— begin Excerpted text —

What is Photodiode? Its operations and applications

What Is Photodiode?

A photodiode is a p-n junction semiconductor diode that is always operated in reverse-biased conditions. It is a special type of diode called a light detector or photodetector. It is used to convert light signals into electrical signals.

Photo diode

Symbol of Photodiode

The photodiode symbol is very similar to the normal p-n junction diode except that it contains arrows striking the diode. The arrows striking the diode represent light or photons. It has two terminals Anode and Cathode.

Characteristics of Photodiode

  1. Photodiode should be always operated in reverse bias condition.
  2. Applied reverse bias voltage should be low.
  3. It generates low noise
  4. High gain
  5. High response speed
  6. High sensitivity to light
  7. Low sensitivity to temperature
  8. Low cost
  9. Small size
  10. Long lifetime

Types of Photodiode

There are various types of photodiodes available in the market. The working of different types of photodiodes works in a slightly different way, but the basic operation of these diodes remains the same. The types of photodiodes can be classified based on their construction and functions as follows.

  • PN junction Photodiode
  • Schottky Photo Diode
  • PIN Photodiode
  • Avalanche Photodiode

Operating principle of Photodiode

When a P-N junction diode is reverse-biased, a reverse saturation current flows due to the thermally generated hole and electron being swept across the junction as the majority carriers. With the increase in temperature of the junction, more and more holes and electron pair are generated and so the Reverse Saturation Current Io increases. The same effect was had by illuminating the junction. When photon (light energy) bombards a p-n junction, it dislodged (knocks) valance electrons. The more photon (light) striking the junction the large the reverse current in a diode. It is due to the generation of more and more charge carriers with the increase in the level of illumination.

— end Excerpted text —
— begin Provided data —

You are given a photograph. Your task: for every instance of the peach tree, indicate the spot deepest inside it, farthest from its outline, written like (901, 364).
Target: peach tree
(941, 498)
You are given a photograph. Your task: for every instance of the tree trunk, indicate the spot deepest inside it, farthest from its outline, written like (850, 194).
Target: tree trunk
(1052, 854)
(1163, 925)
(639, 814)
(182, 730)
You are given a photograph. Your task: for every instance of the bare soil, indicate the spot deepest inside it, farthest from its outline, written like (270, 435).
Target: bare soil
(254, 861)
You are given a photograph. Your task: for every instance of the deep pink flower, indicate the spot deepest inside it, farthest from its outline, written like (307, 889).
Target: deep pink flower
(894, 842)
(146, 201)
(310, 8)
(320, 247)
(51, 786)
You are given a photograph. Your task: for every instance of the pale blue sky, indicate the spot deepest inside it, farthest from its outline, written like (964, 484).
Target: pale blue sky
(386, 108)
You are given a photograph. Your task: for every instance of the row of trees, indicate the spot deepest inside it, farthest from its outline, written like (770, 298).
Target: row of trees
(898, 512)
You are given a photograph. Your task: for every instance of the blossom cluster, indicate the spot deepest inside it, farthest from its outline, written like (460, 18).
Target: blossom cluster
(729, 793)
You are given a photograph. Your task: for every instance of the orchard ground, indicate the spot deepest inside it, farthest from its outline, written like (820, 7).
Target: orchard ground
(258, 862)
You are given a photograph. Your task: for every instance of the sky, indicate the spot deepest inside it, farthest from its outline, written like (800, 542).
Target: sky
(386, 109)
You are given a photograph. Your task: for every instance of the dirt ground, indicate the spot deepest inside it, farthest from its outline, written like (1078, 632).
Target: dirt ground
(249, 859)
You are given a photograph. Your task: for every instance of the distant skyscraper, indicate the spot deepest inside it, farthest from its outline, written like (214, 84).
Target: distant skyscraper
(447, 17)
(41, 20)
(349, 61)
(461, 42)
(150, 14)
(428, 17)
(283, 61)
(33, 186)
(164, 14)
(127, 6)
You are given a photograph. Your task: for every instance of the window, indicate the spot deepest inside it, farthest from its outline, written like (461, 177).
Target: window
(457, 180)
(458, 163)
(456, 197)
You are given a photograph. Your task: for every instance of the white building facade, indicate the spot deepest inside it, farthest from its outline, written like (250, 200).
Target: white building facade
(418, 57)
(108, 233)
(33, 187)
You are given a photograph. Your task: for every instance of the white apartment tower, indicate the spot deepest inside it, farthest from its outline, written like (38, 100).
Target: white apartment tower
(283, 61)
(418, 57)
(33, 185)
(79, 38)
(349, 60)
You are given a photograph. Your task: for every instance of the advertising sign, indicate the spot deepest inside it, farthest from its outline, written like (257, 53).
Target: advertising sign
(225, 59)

— end Provided data —

Directions
In the photodiode article, what do the arrows striking the diode in the symbol represent?

Output
They represent light or photons.